** Start SOURCE MATERIAL **

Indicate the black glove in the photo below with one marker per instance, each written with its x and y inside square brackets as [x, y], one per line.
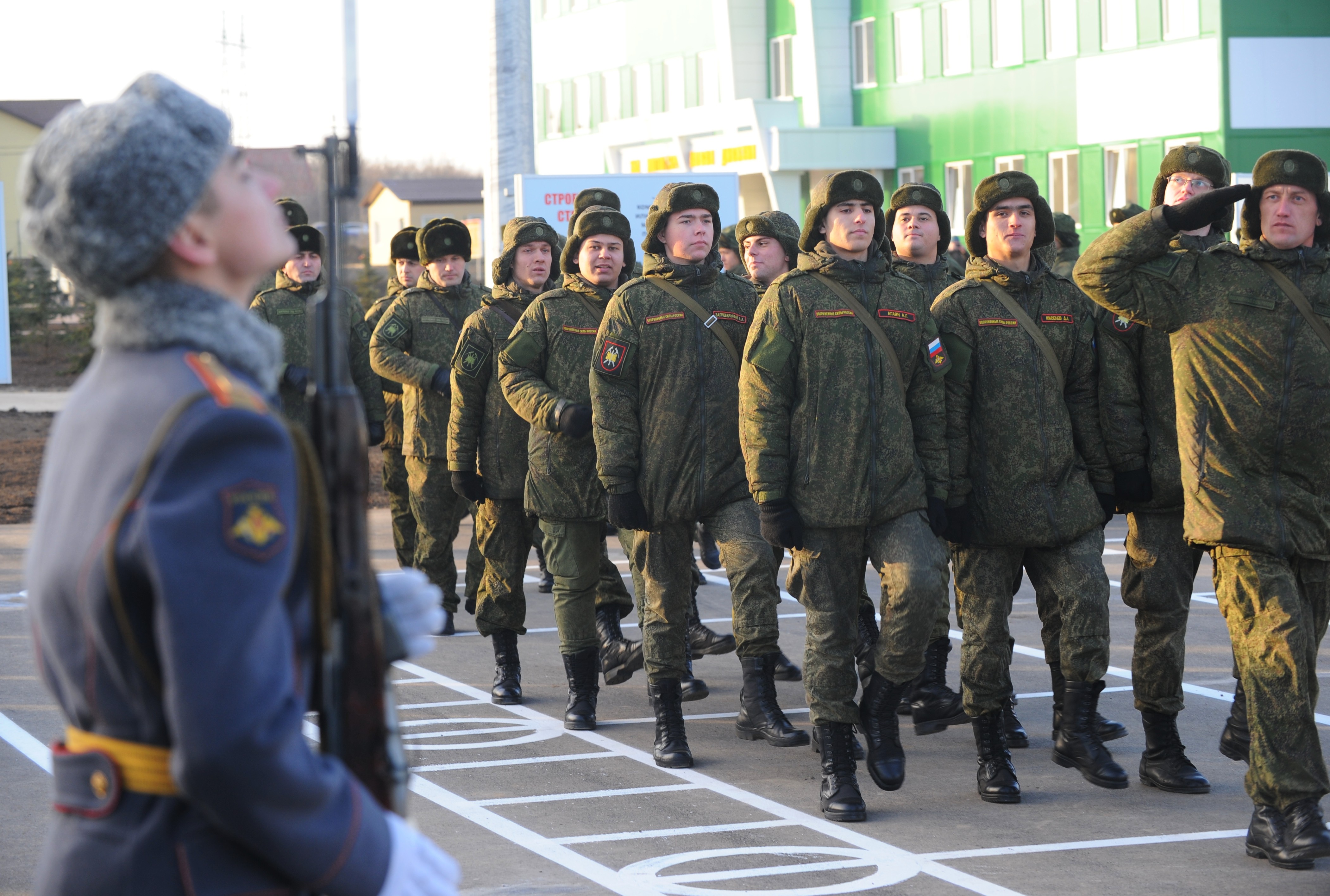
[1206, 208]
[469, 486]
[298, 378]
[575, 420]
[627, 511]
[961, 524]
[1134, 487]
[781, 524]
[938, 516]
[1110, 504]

** End SOURCE MATERIAL **
** Start SOURCE MATERIAL **

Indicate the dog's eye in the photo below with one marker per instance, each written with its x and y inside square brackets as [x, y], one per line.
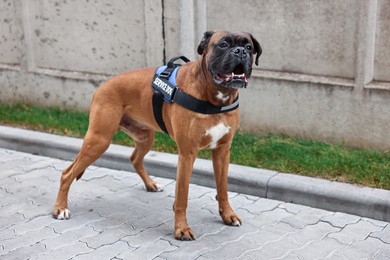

** End SOURCE MATERIAL **
** Start SOURCE MATERIAL **

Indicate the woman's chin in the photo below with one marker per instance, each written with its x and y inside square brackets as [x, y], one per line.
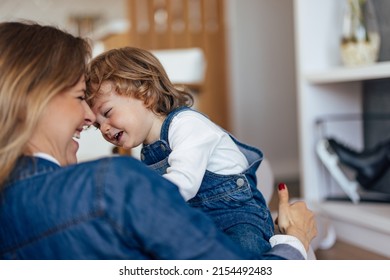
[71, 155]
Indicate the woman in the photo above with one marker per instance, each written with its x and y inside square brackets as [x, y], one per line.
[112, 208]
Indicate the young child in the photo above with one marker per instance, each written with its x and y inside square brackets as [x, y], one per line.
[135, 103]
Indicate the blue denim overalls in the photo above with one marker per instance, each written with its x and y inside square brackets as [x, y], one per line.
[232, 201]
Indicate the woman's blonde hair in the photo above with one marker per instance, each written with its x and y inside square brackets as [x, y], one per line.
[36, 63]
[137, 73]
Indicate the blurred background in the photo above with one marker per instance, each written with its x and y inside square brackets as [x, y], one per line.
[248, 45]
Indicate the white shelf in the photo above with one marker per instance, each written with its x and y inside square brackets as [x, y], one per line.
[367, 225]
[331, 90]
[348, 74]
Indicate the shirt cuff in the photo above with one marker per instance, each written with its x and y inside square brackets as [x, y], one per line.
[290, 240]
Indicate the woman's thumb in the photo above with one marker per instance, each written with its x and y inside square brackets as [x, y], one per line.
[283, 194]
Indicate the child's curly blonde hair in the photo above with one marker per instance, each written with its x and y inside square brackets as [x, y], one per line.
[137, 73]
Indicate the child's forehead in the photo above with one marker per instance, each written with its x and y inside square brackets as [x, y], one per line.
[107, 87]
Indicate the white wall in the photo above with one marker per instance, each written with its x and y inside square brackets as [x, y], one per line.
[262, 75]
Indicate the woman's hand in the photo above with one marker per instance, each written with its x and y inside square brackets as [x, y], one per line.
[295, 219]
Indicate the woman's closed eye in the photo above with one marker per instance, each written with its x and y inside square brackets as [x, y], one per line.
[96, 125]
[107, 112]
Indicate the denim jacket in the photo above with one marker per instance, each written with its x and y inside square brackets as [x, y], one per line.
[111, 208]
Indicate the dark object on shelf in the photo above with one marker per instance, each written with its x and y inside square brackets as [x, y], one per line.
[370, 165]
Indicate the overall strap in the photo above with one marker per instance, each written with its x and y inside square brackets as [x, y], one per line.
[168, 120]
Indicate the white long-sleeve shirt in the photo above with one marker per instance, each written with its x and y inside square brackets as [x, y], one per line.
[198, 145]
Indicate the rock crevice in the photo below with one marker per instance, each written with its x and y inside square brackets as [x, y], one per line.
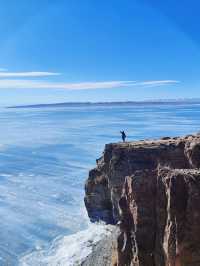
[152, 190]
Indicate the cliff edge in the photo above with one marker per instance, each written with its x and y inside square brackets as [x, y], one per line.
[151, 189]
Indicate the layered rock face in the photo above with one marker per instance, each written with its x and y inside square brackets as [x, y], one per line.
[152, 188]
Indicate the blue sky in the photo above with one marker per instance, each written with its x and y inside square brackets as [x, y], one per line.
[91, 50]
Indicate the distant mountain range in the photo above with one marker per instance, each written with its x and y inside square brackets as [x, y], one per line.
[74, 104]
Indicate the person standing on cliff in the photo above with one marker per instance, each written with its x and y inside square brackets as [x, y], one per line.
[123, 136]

** End SOURCE MATERIAL **

SET PROBLEM
Please reproduce the part that opens with the line containing "Indicate the black" and closes with the line containing "[1110, 504]", substituting "dark mitten" for "black glove" and keeping everything else the same. Leave the pictures out.

FINAL ANSWER
Indicate the dark mitten in the photo below with one marker per instance, each written with its x and y inside square brackets as [x, y], one per line.
[1206, 208]
[469, 486]
[298, 378]
[575, 420]
[627, 511]
[961, 524]
[1134, 487]
[781, 524]
[938, 516]
[1110, 504]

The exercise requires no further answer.